# [Provided information]

Content starts

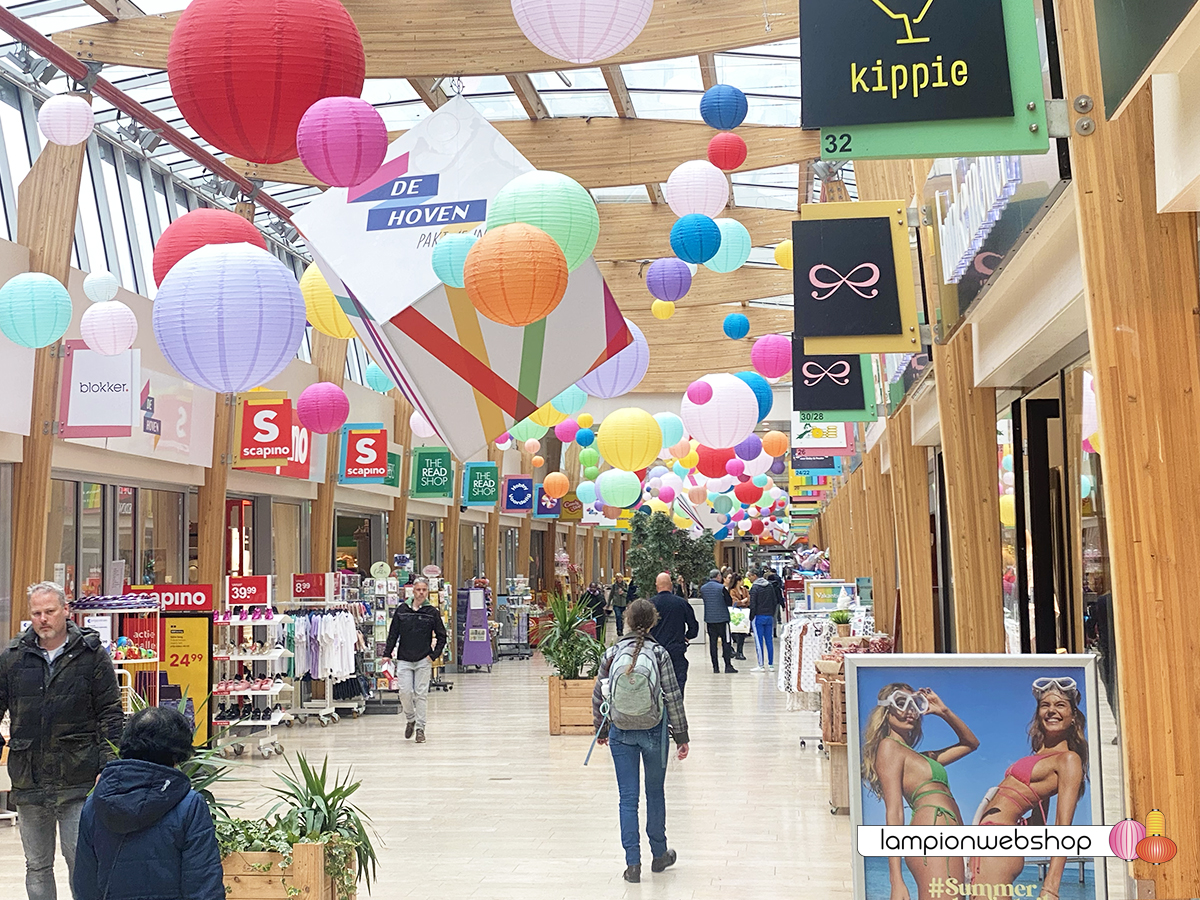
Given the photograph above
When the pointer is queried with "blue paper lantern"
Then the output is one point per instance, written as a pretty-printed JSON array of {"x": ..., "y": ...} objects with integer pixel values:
[
  {"x": 449, "y": 257},
  {"x": 736, "y": 325},
  {"x": 695, "y": 238},
  {"x": 229, "y": 317},
  {"x": 724, "y": 107},
  {"x": 35, "y": 310},
  {"x": 761, "y": 389}
]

Content ends

Begin with the first line of the records and repeat every line up to the one with "When the pointer", counting that line too. Pictures are not part of the copy.

Given the photograph above
When the pointer is queried with "blue paper lantern"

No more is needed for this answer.